## REQUIREMENTS
Write out every line of the data below without changing a single character.

*** EXTRACTED RECORDS ***

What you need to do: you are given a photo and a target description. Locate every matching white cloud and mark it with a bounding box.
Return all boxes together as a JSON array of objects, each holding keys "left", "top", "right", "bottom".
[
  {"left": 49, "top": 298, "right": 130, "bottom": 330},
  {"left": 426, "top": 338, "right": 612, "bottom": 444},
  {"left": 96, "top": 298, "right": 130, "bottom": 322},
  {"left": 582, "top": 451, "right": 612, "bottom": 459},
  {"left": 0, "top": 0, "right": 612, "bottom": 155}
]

***

## ANSWER BELOW
What you need to do: you are given a photo and a target description. Locate every matching white cloud and mark it with a bounding box.
Return all boxes together as a JSON array of objects, each holding keys "left", "top", "right", "bottom".
[
  {"left": 49, "top": 298, "right": 130, "bottom": 330},
  {"left": 426, "top": 338, "right": 612, "bottom": 444},
  {"left": 96, "top": 298, "right": 130, "bottom": 322},
  {"left": 582, "top": 451, "right": 612, "bottom": 459},
  {"left": 0, "top": 0, "right": 612, "bottom": 155}
]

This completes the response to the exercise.